*PROBLEM STATEMENT*
Print the range of lines that opens with the line containing "target: forested hillside" and closes with the last line of the listing. Include both ends; print nothing more.

*ITEMS*

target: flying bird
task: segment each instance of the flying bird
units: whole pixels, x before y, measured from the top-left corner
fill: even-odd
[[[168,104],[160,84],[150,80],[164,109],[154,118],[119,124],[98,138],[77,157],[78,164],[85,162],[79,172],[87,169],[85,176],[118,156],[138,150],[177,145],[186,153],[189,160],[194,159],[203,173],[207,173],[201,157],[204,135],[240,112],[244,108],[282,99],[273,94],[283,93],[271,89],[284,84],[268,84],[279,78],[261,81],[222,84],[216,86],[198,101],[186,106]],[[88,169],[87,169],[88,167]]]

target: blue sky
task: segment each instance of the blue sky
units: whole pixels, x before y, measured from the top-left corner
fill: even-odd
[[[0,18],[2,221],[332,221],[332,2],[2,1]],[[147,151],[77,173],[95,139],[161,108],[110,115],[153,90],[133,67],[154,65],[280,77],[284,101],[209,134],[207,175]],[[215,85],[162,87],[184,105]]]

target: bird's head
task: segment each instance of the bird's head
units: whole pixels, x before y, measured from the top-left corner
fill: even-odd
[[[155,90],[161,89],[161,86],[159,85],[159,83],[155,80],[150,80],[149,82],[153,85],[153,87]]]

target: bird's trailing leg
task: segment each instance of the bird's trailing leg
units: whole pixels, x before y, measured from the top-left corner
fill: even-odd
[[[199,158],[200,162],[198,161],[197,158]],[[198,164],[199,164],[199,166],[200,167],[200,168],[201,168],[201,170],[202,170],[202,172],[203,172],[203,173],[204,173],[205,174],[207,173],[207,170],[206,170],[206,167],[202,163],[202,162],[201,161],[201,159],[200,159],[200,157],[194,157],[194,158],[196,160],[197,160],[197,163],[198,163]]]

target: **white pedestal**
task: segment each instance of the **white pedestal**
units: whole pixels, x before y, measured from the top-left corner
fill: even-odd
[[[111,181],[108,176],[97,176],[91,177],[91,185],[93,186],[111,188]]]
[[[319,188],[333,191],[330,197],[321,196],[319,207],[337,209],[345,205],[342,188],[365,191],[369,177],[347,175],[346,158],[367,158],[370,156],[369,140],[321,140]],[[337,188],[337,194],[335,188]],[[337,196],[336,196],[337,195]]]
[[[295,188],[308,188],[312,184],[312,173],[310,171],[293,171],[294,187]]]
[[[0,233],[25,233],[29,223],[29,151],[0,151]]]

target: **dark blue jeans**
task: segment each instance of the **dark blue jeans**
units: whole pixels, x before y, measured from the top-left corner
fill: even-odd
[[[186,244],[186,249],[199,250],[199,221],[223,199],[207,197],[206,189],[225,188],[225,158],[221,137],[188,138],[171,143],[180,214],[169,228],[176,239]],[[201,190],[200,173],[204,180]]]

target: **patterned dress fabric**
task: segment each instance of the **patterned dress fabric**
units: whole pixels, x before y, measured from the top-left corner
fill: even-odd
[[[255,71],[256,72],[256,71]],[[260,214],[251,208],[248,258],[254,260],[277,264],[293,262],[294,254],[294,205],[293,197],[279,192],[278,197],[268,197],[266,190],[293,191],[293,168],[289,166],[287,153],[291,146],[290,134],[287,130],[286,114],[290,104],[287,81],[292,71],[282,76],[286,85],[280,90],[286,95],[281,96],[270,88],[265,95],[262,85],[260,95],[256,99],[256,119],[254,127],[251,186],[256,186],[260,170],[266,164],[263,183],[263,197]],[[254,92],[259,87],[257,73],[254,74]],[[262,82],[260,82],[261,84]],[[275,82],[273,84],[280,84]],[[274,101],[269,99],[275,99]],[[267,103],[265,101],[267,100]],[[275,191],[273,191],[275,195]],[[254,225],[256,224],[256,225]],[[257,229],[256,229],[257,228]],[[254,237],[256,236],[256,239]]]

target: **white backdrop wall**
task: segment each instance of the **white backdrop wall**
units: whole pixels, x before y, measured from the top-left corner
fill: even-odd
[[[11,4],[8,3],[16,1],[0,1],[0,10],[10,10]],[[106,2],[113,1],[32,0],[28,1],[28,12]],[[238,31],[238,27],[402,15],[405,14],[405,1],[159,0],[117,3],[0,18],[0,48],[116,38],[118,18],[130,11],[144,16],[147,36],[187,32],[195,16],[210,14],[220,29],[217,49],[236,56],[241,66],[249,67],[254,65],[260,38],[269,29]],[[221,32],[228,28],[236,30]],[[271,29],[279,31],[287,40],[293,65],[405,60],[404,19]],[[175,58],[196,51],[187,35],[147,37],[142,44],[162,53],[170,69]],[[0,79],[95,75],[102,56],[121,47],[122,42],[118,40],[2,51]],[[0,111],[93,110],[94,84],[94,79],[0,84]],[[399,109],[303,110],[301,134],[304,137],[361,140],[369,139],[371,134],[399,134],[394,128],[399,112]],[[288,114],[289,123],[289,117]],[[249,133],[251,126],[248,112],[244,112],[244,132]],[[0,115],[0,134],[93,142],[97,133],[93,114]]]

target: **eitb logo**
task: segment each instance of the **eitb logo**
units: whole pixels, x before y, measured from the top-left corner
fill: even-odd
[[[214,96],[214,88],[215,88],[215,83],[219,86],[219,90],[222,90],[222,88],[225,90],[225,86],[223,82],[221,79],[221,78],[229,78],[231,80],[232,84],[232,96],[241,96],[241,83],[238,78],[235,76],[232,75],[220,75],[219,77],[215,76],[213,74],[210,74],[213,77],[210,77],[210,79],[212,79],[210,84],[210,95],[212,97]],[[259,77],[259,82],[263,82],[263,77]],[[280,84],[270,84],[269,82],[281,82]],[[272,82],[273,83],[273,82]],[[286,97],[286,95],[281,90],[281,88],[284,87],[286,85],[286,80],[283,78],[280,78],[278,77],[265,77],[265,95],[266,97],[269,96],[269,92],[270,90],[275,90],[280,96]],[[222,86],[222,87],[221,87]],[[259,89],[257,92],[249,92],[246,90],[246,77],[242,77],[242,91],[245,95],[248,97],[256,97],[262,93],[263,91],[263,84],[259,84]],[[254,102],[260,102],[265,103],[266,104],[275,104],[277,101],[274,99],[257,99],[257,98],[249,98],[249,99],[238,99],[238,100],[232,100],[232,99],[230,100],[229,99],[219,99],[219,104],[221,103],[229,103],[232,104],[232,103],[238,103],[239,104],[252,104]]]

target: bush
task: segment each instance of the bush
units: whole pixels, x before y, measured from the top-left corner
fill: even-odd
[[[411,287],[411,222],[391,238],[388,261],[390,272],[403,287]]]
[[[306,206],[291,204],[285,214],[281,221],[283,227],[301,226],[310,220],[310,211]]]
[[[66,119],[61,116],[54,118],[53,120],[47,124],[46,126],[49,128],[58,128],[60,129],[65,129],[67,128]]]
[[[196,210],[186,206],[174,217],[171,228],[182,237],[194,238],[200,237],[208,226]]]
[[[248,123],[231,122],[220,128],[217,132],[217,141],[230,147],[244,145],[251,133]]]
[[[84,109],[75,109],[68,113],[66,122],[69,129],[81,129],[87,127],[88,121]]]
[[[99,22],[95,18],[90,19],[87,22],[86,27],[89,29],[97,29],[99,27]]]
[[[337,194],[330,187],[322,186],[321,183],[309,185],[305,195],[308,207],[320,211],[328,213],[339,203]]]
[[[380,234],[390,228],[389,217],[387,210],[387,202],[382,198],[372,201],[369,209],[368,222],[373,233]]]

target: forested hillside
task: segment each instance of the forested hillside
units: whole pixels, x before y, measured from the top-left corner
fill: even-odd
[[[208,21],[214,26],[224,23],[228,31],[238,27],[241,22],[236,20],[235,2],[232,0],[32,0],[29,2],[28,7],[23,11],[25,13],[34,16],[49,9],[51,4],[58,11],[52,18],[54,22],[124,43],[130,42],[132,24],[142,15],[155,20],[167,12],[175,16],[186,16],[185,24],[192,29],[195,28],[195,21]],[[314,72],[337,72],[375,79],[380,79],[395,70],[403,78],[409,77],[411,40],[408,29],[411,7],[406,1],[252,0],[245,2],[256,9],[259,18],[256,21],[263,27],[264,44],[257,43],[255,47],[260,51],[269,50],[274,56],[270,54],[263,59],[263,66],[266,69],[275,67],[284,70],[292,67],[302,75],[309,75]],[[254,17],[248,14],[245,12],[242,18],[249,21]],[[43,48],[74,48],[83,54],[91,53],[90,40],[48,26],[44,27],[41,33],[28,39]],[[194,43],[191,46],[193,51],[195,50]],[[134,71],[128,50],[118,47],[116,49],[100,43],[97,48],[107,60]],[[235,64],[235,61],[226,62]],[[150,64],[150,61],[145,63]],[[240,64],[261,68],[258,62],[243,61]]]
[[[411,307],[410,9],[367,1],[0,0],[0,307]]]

*EXERCISE RESPONSE*
target: forested hillside
task: segment each instance of the forested hillside
units: whole pixels, x before y, measured from the top-left corner
fill: even-odd
[[[208,21],[214,26],[224,23],[228,31],[238,27],[241,22],[236,20],[235,2],[232,0],[32,0],[29,2],[28,7],[23,11],[25,13],[34,16],[49,9],[51,4],[58,11],[52,18],[54,22],[124,43],[130,42],[132,24],[142,15],[155,20],[167,12],[175,16],[186,16],[185,24],[192,29],[195,28],[195,21]],[[314,72],[337,72],[375,79],[380,79],[395,70],[403,78],[409,77],[411,40],[408,29],[411,7],[406,1],[252,0],[245,2],[256,9],[259,18],[256,21],[263,27],[264,44],[257,43],[255,47],[260,51],[269,50],[274,56],[270,54],[263,59],[263,66],[266,69],[275,67],[284,70],[292,67],[302,75],[309,75]],[[254,17],[248,14],[245,12],[242,18],[249,21]],[[43,48],[74,48],[83,54],[91,53],[90,40],[48,26],[44,27],[41,33],[28,39]],[[194,43],[191,46],[193,51],[195,50]],[[134,71],[128,50],[118,47],[116,49],[100,43],[97,48],[107,60]],[[235,64],[235,61],[226,62]],[[150,64],[150,61],[145,63]],[[240,64],[261,68],[258,62],[243,61]]]
[[[411,307],[410,9],[367,1],[0,0],[0,307]]]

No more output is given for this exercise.